▶ [TASK TO COMPLETE]:
Scan the listing below for the string "then" and copy each line where it turns up.

%%

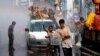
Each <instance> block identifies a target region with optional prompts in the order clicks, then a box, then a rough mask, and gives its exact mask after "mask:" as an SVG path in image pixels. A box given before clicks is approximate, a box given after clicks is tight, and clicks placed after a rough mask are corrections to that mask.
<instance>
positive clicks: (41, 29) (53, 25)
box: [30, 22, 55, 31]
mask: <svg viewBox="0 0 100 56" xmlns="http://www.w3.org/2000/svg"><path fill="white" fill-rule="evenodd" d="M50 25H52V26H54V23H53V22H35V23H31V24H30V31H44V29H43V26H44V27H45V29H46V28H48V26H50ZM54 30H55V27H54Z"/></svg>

%%
%%

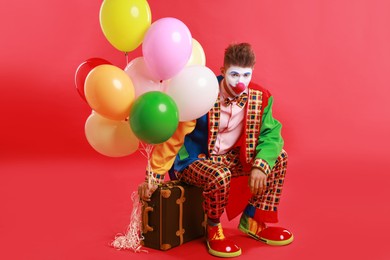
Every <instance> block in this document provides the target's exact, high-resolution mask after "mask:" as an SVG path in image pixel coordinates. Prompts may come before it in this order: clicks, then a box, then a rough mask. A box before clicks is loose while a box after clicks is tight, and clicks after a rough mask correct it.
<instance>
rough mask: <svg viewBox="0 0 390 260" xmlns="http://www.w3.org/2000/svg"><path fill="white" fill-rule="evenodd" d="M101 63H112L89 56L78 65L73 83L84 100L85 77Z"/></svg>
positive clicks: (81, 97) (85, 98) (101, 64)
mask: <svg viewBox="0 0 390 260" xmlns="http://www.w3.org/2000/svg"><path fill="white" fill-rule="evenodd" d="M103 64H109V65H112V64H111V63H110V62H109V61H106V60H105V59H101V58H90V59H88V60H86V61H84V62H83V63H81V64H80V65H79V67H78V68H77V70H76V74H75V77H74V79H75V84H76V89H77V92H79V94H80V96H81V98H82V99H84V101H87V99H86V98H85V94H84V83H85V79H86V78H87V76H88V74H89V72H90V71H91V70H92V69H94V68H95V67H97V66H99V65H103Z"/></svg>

%%
%%

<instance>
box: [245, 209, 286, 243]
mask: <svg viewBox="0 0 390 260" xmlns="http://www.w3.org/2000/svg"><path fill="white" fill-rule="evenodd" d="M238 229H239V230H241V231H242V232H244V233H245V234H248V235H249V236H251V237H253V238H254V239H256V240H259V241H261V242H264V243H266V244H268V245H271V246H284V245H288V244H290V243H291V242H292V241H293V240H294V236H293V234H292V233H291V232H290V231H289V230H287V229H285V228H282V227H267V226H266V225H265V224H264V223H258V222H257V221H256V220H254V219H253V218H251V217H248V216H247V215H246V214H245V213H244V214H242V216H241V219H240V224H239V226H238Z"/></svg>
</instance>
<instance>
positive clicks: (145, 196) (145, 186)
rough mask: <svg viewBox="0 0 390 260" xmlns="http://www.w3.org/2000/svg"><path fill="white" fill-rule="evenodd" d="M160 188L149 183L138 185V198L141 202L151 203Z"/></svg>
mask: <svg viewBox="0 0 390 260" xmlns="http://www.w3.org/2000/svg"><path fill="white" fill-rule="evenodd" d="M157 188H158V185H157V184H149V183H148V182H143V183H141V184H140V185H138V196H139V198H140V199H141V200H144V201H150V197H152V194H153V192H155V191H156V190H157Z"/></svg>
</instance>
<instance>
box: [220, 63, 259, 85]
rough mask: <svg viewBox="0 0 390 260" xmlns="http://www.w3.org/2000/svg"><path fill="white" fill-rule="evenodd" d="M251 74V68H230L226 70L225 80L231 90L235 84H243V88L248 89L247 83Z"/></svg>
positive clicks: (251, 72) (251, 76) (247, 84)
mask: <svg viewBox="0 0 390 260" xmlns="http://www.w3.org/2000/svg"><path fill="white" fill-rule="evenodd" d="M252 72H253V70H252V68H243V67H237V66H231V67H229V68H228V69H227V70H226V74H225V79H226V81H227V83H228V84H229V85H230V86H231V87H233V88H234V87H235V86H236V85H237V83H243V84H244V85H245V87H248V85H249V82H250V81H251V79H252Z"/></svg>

%%

▶ [TASK RESPONSE]:
Each <instance> block identifies a target region with optional prompts in the order clicks, then a box, then a rough mask, and gives its exact mask after "mask:" as an SVG path in image pixels. A box given before clicks is approximate, a box given after clicks is tight, and clicks placed after a rough mask are corrections to that mask.
Every <instance> block in this document provides the target's exact, high-resolution mask after "mask:" as an SVG path in image pixel coordinates. Prompts may come before it in this order: clicks, then a box, then a rough mask. A box before clicks is loose while a box after clicks is tight, and clicks after a rough mask correct it.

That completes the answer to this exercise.